• [Exercise]:
Give back every entry, exactly as written.

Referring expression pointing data

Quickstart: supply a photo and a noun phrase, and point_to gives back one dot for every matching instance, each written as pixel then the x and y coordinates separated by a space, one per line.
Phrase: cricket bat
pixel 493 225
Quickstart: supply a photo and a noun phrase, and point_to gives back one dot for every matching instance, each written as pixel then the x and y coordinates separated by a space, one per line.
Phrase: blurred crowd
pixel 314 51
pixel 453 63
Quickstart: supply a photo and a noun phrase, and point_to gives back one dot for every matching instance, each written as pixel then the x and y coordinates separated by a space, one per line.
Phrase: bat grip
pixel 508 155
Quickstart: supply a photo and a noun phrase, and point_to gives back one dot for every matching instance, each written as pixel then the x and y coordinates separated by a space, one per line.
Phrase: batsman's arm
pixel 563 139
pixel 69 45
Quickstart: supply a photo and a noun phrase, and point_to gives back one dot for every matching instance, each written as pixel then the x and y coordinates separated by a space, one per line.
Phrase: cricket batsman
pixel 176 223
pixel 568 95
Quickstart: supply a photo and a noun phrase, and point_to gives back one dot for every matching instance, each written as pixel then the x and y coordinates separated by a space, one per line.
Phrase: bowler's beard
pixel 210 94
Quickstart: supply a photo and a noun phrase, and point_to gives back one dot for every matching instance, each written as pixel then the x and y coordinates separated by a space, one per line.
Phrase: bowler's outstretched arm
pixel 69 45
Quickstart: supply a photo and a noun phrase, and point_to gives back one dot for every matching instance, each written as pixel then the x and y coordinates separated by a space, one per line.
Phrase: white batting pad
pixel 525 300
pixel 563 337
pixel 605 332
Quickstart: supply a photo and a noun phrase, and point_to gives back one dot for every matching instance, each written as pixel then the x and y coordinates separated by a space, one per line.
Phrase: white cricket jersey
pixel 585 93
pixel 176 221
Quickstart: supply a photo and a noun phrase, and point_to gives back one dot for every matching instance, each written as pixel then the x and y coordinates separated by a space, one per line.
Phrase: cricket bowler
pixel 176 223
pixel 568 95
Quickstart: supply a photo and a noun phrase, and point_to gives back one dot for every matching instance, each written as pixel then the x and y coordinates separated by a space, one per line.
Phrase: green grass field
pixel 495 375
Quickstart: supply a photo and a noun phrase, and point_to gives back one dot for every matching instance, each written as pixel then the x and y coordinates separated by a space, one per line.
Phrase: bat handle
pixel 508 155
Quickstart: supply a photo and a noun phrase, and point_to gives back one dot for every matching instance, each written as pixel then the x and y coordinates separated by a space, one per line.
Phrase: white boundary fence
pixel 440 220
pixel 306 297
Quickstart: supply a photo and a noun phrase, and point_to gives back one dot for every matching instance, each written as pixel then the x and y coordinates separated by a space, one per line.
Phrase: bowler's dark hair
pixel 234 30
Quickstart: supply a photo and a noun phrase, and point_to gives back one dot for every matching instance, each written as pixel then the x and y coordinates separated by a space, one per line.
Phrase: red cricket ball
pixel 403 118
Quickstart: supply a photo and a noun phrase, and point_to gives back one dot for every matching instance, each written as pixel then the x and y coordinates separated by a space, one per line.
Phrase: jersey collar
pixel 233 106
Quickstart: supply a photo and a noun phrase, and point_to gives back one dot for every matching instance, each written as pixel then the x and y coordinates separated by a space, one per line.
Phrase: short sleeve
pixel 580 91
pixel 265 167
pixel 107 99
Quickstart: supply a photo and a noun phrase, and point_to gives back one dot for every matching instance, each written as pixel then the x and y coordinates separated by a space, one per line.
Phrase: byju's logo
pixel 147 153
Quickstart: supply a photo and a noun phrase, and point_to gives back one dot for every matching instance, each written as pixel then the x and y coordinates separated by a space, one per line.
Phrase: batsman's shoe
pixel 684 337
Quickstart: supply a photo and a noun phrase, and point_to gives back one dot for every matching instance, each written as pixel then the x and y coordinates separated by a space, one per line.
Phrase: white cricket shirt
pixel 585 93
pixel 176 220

• [Solution to this task]:
Quickstart: supply a photo and a noun phrase, and point_to gives back one dot for every matching instance, each written as pixel then the x and y coordinates separated by a space, one per line.
Phrase: cricket bat
pixel 493 225
Quickstart: supply a photo and a noun phrase, and point_to gives back one dot for every matching instance, each written as pixel then the x and y coordinates separated by a space, one per line.
Phrase: blurred crowd
pixel 314 51
pixel 453 63
Quickstart: supply a photo and a noun phrase, and point_to gives back one dot for every matching instance, each written as pixel then the x and y coordinates separated by a space, one per line.
Phrase: bat grip
pixel 508 155
Quickstart: supply a photo and a noun phrase, and point_to gives back one dot for every matching instance, each written as pixel then the x and y coordinates separated by a space, one per line.
Phrase: batsman's arm
pixel 563 139
pixel 69 45
Quickstart: supply a photo and a noun phrase, and point_to gives back one dot for every matching instance, each written as pixel then the x and y coordinates separated by a space, one per line.
Phrase: cricket batsman
pixel 176 223
pixel 568 95
Quickstart: supply a photo and a noun phrase, and point_to gives back one dot for every matching instance, each written as pixel then the x and y coordinates separated by a space, one per line.
Phrase: bowler's beard
pixel 210 94
Quickstart: supply a photo and a noun phrase, and point_to gives back one dot for every matching instance, each written as pixel then the x and y coordinates separated by a space, one per line.
Phrase: bowler's outstretched arm
pixel 69 45
Quickstart: supply a photo and a noun phrase, and point_to gives back one dot for every matching instance, each written as pixel then the x and y coordinates separated by a space, one per line.
Phrase: white batting pad
pixel 525 300
pixel 563 337
pixel 605 332
Quickstart: supply a photo and a noun phrase, and point_to gives back one dot for every matching instance, each written as pixel then the x and y coordinates separated by a space, one per line.
Phrase: white cricket jersey
pixel 585 93
pixel 176 221
Quickstart: supply a photo and a noun phrase, and point_to gives back one dot for every matching instance, each written as pixel then the x and y coordinates separated by a space, one per line.
Phrase: cricket bowler
pixel 176 223
pixel 568 95
Quickstart: supply a photo and a noun phrase, and point_to gives back one dot for every matching instance, each written as pixel then the x and y coordinates separated by a space, one per line.
Phrase: green grass field
pixel 495 375
Quickstart: supply a photo and a noun phrase, and point_to gives back one dot for every matching instance, each written as pixel then the x and y coordinates separated by a space, one per line.
Phrase: bat handle
pixel 508 155
Quickstart: supply a photo and a noun phrase, and point_to gives back one dot for every matching instance, each written as pixel then the x and y coordinates separated by a space, one per line.
Phrase: white boundary fence
pixel 440 220
pixel 306 297
Quickstart: supply a photo and a noun phrase, and point_to gives back one dot for every matching instance, each written as pixel then the x and y coordinates separated by a space, one per line.
Phrase: bowler's dark hair
pixel 234 30
Quickstart: supply a photo and a noun phrase, and point_to gives back one dot for every matching instance, each written as pixel then the x and y coordinates separated by a space, one per line.
Phrase: red cricket ball
pixel 403 118
Quickstart: supply a photo and a noun phrase, and point_to gives back one dot for every matching instance, each written as pixel then the x and y coordinates separated by a space, one per line.
Phrase: jersey collar
pixel 233 106
Quickstart: supply a photo and a noun phrase, and point_to gives back one dot for every matching instance, each written as pixel then the x and y coordinates separated by a space, one per line.
Phrase: short sleeve
pixel 580 91
pixel 265 167
pixel 107 99
Quickstart: supply a photo and a noun phrase, and point_to gives back one dot for every matching instance, each written as pixel then the x and y coordinates separated by a space, one per line.
Phrase: byju's logo
pixel 147 153
Quickstart: supply a photo and a noun phrase, and point_to gives back one dot for every matching instance, each written as pixel then the x and y coordinates separated by a space, one per line.
Phrase: batsman's shoe
pixel 684 337
Quickstart: supply a photo and a noun phrase, and point_to gives back one dot for every matching instance, each written as pixel then the x and y coordinates separated by a space, one per line.
Phrase: white cricket shirt
pixel 585 93
pixel 176 220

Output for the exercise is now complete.